====== SUPPLIED MATERIAL ======
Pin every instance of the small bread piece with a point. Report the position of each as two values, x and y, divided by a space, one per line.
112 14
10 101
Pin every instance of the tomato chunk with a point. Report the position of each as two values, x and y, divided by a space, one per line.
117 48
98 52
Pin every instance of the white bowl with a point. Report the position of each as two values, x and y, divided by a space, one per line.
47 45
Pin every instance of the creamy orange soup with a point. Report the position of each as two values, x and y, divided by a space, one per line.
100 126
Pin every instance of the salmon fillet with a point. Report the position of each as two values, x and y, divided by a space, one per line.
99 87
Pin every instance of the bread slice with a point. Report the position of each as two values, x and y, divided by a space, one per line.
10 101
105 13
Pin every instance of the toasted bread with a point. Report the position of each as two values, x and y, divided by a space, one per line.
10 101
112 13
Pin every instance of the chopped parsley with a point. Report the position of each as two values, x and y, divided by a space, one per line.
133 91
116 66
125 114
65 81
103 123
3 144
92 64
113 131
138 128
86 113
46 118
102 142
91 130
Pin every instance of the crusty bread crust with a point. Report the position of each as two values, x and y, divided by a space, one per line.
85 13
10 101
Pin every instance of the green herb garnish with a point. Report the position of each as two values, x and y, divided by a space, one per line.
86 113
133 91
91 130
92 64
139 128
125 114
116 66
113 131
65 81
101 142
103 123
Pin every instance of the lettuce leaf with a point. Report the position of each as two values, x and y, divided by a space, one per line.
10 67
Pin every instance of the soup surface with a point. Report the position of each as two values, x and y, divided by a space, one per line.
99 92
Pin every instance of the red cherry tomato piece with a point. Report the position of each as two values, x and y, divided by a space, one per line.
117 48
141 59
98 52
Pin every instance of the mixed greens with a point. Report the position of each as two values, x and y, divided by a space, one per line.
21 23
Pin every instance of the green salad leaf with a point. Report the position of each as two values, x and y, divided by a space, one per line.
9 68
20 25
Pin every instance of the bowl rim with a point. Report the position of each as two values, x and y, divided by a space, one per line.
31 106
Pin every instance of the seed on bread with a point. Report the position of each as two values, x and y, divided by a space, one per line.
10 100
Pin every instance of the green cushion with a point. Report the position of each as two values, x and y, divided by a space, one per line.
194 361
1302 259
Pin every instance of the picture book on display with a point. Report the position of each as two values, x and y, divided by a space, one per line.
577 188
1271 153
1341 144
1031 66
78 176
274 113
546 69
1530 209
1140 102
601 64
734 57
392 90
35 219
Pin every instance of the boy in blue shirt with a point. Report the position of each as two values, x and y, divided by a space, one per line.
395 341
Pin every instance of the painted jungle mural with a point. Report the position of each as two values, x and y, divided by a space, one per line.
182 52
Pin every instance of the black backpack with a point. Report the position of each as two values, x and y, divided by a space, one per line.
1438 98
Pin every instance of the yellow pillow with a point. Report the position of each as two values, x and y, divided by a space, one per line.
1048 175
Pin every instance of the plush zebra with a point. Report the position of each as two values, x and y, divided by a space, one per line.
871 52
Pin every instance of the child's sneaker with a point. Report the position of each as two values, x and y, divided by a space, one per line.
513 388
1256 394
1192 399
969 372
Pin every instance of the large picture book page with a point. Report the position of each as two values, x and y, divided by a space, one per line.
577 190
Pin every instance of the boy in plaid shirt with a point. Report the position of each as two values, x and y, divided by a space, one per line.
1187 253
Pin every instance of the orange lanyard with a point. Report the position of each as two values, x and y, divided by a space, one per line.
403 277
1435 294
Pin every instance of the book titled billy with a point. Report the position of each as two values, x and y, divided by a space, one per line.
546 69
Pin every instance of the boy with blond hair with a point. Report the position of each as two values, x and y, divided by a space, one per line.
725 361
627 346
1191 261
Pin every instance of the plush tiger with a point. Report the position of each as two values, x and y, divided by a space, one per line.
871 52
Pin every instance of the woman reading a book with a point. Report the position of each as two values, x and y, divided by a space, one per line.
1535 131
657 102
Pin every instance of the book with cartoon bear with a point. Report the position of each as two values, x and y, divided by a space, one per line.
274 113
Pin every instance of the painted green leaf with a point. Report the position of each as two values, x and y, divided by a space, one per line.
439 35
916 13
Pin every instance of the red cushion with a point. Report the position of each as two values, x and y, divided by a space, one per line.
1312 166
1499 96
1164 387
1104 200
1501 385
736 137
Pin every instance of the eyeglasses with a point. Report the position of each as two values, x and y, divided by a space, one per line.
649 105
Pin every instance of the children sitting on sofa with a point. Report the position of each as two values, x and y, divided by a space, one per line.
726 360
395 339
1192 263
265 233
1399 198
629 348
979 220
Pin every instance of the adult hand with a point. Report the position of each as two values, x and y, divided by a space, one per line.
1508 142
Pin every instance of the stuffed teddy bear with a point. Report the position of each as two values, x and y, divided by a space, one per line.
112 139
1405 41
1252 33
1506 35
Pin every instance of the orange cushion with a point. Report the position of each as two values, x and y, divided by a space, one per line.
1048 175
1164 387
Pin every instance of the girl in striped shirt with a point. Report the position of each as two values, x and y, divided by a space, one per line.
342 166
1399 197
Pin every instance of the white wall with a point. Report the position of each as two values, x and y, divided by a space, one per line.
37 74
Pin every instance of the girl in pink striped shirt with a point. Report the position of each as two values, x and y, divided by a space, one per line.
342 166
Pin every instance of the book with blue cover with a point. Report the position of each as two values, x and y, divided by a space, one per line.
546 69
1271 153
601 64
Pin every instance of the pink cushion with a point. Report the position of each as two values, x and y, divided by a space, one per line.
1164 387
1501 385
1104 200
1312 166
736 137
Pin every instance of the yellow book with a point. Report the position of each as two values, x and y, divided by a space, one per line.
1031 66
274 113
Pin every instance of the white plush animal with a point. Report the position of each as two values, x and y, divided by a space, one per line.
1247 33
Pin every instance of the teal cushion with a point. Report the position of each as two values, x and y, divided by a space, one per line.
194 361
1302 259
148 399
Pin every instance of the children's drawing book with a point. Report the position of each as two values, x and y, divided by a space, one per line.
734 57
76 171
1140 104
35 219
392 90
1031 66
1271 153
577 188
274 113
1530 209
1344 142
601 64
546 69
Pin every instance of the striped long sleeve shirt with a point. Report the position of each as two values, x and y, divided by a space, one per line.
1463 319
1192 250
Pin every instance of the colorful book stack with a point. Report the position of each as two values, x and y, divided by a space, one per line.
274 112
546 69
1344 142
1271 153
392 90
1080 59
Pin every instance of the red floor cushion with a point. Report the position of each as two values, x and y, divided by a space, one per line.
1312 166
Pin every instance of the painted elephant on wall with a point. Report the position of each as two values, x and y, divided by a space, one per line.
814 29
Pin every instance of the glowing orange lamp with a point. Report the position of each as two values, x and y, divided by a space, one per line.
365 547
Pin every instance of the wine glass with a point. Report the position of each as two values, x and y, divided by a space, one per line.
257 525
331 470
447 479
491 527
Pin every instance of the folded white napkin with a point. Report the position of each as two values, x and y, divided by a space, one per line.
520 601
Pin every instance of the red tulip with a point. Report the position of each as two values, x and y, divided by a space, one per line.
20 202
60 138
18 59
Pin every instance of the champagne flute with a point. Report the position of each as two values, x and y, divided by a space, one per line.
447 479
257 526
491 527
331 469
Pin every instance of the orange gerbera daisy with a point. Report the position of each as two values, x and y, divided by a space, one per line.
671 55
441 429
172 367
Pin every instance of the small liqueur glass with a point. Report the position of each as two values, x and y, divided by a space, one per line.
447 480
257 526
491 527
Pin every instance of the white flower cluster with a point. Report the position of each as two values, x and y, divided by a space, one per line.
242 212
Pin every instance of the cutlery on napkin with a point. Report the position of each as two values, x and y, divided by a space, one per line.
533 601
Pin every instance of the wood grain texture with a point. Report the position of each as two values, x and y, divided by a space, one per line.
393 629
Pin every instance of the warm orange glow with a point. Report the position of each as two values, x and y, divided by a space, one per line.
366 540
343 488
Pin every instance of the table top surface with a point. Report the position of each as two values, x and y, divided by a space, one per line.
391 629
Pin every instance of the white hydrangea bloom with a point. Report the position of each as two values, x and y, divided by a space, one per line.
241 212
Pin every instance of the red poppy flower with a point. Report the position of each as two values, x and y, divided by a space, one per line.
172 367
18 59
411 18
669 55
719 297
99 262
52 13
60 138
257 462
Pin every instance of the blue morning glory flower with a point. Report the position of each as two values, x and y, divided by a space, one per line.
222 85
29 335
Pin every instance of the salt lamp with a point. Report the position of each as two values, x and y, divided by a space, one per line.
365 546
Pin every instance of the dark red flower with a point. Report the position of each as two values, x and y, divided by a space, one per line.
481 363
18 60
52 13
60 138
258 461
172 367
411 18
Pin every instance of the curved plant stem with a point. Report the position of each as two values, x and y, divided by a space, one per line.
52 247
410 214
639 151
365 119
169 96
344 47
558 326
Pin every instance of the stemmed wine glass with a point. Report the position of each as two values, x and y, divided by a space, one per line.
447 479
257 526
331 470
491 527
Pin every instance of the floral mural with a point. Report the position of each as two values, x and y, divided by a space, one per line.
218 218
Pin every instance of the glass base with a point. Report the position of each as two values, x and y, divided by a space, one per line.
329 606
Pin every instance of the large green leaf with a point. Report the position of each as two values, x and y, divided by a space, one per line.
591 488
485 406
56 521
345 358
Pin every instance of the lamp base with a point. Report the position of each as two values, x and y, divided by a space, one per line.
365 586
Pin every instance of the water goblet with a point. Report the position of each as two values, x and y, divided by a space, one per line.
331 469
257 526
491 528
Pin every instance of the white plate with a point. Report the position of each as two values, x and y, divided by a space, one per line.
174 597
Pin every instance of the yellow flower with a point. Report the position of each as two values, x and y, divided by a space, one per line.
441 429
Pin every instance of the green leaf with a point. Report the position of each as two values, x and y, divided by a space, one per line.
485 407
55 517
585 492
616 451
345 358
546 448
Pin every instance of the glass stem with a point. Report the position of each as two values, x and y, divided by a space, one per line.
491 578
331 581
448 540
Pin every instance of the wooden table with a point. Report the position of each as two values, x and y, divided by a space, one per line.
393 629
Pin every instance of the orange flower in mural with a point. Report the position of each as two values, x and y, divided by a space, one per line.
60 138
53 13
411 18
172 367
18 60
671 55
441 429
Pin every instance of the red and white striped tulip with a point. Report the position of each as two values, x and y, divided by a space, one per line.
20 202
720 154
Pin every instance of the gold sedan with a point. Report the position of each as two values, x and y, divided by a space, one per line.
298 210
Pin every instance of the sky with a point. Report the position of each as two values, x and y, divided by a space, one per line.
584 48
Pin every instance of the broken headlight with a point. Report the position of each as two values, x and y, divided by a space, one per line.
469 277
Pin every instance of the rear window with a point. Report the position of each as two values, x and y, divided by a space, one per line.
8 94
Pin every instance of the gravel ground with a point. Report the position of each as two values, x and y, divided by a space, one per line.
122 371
======
Your answer must be the line holding "Pin every instance of the gravel" and every later line of the entries above, written out exactly, and nothing else.

Pin every instance of the gravel ground with a point. Report the position of each as two values, x and y, divided by a space, one per line.
122 371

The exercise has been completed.